The Texas Academy of Science made the first attempt to organize and promote a regional science fair in central Texas in the mid-1950s with little success. It was late in 1956 that Baylor University became involved when the Baylor Chapter of The Society of the Sigma Xi provided the leadership to secure a regional science fair charter. Dr. Bryce C. Brown, who was a professor in the Biology Department and curator of the Strecker Museum, was named as director of the fair. Although the study of the sciences was not emphasized in 1956, as it was to be after the USSR launched the first artificial Earth satellite, Sputnik, on October 4, 1956, Dr. Brown and his colleagues generated enough interest to get the fair started.

Baylor University and Sigma Xi sponsored the first fair on March 29, 1957. There were 40 entries from area schools in Bosque, McLennan, Navarro, Freestone, Limestone, Falls, Bell, Coryell, Somervell and Lampasas counties. The winner in the exact science division was John Jeanes and the winners in the natural science division were Mary Ellen Rogers and Barbara Bruner. All three of the winning students were from Waco High School.

The fair was known as the District X Texas Science Fair, and was affiliated with the National Science Fair. In 1964, the name was changed to the Central Texas Regional Science Fair. After 30 years of growth and expansion, the name was changed again, in 1994, to the Central Texas Science and Engineering Fair, Inc. (CTSEF).

* **SUPPLIED MATERIAL**
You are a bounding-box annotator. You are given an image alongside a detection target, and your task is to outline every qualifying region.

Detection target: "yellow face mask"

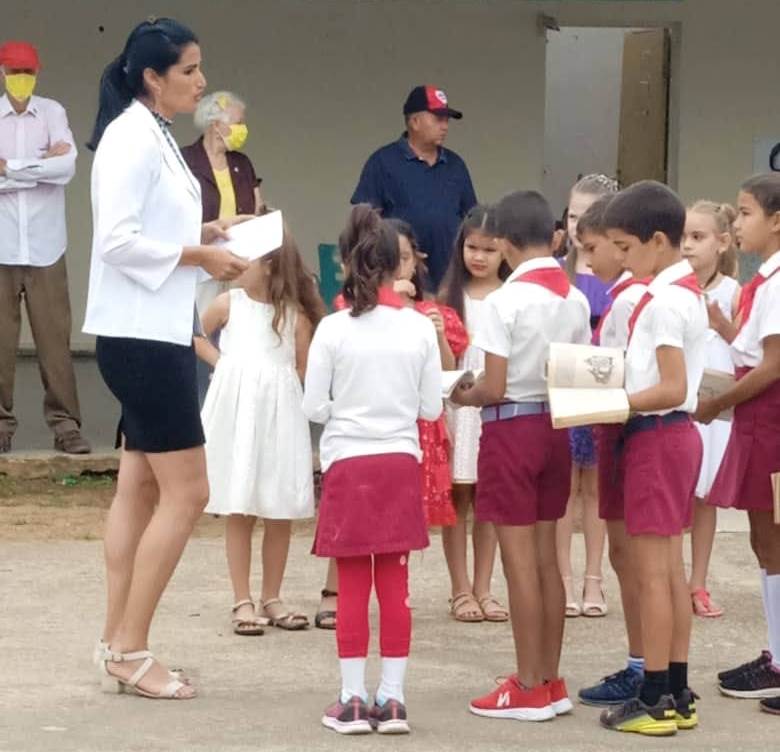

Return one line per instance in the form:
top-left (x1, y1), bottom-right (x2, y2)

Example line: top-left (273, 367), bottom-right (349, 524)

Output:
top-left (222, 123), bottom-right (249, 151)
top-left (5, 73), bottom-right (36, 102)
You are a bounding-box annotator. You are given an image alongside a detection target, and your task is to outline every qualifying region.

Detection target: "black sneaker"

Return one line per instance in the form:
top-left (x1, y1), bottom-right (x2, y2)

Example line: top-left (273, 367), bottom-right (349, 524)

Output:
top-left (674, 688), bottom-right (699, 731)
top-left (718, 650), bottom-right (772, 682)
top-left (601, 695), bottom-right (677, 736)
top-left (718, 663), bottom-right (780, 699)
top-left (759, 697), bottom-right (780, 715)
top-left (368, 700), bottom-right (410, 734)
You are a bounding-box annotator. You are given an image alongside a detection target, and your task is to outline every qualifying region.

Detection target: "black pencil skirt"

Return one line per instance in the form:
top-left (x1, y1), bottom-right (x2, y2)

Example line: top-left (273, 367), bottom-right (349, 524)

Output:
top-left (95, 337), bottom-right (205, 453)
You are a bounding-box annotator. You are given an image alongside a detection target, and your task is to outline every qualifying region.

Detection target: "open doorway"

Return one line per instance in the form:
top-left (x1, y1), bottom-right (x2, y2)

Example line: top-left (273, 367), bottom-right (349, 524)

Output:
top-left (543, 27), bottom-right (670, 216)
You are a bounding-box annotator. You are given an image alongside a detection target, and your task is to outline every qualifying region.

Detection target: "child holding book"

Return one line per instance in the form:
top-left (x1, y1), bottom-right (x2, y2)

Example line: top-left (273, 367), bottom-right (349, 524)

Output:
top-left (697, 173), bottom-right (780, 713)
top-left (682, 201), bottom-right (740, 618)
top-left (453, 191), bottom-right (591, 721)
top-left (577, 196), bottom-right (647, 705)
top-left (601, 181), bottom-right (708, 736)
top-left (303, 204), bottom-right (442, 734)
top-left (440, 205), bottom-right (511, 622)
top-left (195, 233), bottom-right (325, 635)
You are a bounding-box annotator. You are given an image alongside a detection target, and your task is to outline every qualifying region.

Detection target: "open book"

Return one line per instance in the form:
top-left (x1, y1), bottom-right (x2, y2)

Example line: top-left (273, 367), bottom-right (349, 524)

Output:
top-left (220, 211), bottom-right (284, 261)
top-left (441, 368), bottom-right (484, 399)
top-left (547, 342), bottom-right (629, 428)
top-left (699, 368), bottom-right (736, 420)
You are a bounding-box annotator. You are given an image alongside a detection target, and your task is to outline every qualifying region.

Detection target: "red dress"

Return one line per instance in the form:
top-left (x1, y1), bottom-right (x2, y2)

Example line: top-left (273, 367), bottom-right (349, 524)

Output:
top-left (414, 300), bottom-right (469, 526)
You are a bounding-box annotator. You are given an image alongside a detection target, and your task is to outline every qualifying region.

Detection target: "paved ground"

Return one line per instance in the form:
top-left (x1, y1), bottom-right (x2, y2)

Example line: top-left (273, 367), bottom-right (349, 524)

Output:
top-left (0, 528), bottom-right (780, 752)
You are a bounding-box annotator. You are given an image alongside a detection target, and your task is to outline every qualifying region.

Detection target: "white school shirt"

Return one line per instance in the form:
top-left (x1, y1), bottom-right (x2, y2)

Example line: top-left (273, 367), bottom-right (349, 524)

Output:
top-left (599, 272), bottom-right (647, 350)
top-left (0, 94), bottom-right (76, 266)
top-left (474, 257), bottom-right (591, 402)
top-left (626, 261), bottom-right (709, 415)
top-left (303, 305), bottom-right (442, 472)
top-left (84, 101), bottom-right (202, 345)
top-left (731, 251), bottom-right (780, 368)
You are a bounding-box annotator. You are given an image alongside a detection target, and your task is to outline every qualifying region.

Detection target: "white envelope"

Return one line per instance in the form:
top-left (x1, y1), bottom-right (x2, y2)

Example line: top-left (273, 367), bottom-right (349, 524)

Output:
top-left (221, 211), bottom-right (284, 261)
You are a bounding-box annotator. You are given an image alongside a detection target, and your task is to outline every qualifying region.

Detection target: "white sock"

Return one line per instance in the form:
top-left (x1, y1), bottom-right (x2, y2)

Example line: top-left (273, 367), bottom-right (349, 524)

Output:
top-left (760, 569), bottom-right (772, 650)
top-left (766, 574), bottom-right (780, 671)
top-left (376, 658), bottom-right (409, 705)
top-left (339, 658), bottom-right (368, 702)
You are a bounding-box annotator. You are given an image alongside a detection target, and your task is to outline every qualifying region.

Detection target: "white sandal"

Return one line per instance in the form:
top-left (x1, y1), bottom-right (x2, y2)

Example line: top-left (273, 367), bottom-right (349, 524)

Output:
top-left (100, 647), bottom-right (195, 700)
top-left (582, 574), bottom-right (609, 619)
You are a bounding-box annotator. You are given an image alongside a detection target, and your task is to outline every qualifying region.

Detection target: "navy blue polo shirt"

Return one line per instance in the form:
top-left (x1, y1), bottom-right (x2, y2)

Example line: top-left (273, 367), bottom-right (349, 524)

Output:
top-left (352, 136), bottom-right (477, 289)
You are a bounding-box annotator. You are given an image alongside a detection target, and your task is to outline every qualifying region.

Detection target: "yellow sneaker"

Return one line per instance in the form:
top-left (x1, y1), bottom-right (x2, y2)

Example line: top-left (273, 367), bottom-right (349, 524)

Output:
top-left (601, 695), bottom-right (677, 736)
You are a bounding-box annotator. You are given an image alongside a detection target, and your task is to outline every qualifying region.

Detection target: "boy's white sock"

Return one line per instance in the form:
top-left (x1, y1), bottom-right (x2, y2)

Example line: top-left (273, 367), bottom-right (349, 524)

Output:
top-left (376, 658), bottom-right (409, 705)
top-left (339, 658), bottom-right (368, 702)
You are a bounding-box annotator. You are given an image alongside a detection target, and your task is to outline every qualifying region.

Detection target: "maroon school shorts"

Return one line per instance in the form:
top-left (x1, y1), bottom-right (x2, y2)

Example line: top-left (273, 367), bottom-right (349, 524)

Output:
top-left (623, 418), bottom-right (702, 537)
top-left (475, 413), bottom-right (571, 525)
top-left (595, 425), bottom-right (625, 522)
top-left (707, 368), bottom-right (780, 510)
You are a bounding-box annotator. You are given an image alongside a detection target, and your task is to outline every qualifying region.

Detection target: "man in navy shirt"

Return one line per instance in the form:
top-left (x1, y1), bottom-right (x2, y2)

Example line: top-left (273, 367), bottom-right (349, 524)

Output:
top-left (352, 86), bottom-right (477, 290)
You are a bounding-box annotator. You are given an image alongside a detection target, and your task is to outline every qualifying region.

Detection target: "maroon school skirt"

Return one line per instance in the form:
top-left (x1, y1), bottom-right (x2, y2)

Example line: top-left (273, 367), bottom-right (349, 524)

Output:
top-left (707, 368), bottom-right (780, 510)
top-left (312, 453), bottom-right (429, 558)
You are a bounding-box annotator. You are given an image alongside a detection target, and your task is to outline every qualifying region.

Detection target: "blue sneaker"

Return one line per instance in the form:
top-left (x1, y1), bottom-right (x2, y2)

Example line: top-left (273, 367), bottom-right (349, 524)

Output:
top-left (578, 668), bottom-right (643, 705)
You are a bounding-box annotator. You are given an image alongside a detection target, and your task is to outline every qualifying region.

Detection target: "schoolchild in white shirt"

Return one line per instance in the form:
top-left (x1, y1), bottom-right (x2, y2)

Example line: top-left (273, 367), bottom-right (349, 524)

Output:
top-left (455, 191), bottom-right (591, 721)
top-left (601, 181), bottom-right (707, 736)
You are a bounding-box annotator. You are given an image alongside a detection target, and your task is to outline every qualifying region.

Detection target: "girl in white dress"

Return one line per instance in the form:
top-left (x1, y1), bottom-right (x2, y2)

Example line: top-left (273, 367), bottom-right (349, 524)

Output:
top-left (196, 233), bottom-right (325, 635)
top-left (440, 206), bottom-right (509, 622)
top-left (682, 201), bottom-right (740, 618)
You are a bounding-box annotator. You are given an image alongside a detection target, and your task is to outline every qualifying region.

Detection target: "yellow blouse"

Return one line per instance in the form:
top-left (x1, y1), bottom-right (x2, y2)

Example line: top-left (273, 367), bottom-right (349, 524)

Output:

* **SET OF TASKS**
a - In the passage on the history of the Central Texas science fair, what name did the fair take in 1964?
b - Pick up the passage on the history of the Central Texas science fair from its final sentence and continue it.
The entries have nothing to do with the passage on the history of the Central Texas science fair.

* **RESPONSE LIST**
a - The Central Texas Regional Science Fair.

b -
The fair is now affiliated with the Intel International Science and Engineering Fair (ISEF). The CTSEF is one of 20 regional fairs in the state of Texas. Finalists sent to the ISEF have won numerous awards over the past 50 years. Many of the students who have participated in earlier fairs have gone on to earn doctoral degrees in scientific fields. Some have returned to serve as sponsors, judges and board members.

Calvin B. Smith succeeded Dr. Brown as director of the Strecker Museum and director of the fair in 1983. A. Scott Lea, MD, president of Waco Infectious Disease Associates, and McLennan County Public Health Director, succeeded Mr. Smith as director of the fair in 1994. Stephen C. Scott, owner of Sydaptic, Inc., succeeded Dr. Lea as director of the fair in 1998. Under their leadership, the long tradition of inspiring students to become involved in science and to develop interests that carry through into adulthood has been continued.